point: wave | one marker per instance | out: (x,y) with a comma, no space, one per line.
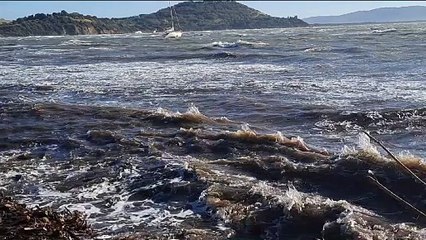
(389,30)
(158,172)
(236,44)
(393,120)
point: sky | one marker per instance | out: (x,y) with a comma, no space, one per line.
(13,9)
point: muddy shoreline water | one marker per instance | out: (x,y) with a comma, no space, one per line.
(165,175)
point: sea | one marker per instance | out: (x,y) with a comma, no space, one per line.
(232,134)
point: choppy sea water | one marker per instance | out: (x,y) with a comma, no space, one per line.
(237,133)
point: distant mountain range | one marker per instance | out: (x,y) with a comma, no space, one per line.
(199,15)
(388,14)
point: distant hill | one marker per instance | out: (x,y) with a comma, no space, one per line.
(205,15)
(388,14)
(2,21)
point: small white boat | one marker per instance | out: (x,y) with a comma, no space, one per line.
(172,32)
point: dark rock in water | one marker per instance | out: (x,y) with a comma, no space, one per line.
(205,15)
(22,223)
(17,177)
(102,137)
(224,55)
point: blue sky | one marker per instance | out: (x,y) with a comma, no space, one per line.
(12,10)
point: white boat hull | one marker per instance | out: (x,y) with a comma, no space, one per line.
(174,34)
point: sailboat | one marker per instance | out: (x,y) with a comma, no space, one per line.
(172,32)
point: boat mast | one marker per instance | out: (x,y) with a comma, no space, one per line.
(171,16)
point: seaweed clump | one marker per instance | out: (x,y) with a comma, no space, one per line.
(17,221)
...
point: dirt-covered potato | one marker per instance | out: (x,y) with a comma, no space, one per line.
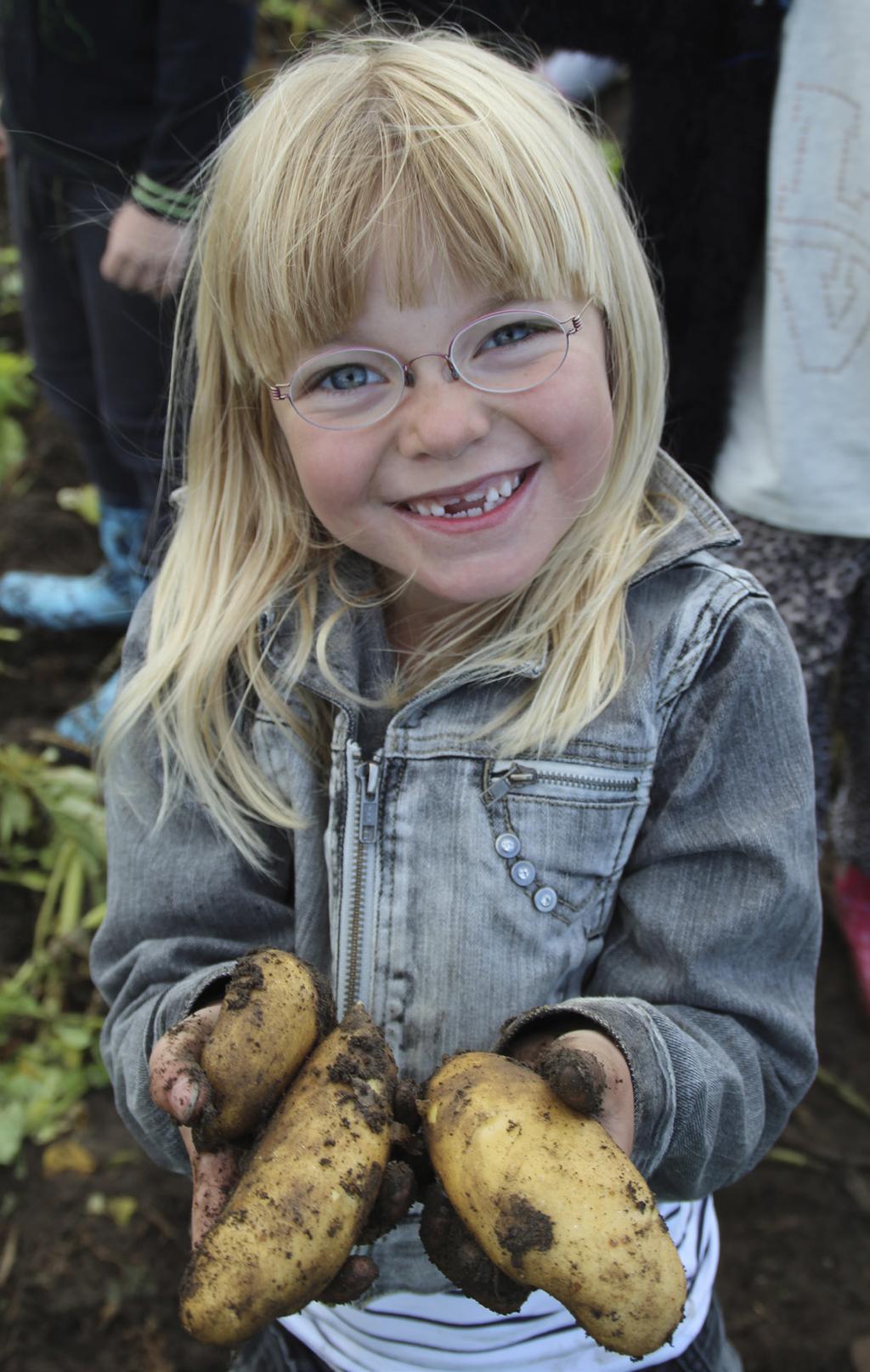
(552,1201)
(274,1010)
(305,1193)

■ DIRECTIONS FOR THIS TASK: How many lines in the entries above contain the string "white"? Case counts. Reply with the number only.

■ SOLUTION BELOW: 2